======== Girdi satırları
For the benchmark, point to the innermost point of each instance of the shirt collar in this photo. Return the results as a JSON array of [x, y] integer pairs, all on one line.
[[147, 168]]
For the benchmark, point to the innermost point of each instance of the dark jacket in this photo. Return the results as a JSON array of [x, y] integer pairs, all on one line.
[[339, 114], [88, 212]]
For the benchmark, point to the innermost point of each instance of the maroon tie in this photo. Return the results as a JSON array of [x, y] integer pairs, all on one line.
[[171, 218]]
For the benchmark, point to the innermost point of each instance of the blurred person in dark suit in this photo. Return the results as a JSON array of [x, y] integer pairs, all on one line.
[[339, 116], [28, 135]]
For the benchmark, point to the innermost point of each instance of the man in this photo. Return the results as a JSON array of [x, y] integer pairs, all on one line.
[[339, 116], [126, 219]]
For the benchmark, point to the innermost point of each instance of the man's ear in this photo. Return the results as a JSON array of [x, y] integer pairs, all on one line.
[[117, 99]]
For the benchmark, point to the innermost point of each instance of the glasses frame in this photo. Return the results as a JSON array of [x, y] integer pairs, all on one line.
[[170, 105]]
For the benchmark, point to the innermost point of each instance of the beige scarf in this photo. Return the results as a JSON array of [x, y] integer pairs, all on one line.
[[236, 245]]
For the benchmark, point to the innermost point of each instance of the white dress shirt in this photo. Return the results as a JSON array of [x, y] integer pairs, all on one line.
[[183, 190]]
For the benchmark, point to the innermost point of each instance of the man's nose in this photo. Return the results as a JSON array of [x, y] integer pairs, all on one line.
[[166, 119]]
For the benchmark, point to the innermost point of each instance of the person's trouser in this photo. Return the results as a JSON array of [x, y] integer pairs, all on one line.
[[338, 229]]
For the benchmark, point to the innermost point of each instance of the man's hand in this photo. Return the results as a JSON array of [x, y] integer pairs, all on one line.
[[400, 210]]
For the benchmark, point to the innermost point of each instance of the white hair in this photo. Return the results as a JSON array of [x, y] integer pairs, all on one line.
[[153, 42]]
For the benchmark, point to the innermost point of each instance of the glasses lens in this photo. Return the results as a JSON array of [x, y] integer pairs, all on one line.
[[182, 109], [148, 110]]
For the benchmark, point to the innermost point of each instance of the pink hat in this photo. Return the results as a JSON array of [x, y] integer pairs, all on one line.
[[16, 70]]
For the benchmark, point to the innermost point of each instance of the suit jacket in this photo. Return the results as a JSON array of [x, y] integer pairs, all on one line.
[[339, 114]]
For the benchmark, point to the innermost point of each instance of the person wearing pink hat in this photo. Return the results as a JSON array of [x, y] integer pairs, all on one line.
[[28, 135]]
================
Beklenen iş
Satırların başından "[[170, 105]]" içeren satıra kadar uzanan bölümü, iki ucu da dahil olmak üzere hiç değiştirmeden geri ver.

Cevap
For the benchmark, point to the innermost point of each instance of the shirt collar in this photo. Return the results as a JSON array of [x, y] integer pairs, all on one line.
[[147, 168]]
For the benchmark, point to the innermost point of each instance of the dark jacket in this photo. Return the results as a JSON array of [x, y] integer pairs, all on one line.
[[339, 114], [88, 212]]
For the benchmark, point to the innermost point of each instance of the maroon tie in this photo. Return the results as a JSON array of [x, y] integer pairs, all on one line.
[[171, 218]]
For the benchmark, point to the innermost point of each instance of the blurred person in dark suit in this photo. Return the results as a JSON array of [x, y] integer pairs, all on one line.
[[339, 116], [28, 135]]
For the benchmark, point to the innermost point of each instance of the man in this photo. Return the results as a JSON array of [x, y] integer pairs, all on one line.
[[339, 116], [126, 219]]
For the benchmark, point to the innermost point of each instance of the man's ear in this photo. Return the results as a JSON array of [x, y] integer pairs, all on one line.
[[117, 99]]
For the benchmark, point to the innermost point of each instance of the glasses frame in this photo. Return the results as a JSON array of [x, y] integer pairs, all on one line.
[[170, 105]]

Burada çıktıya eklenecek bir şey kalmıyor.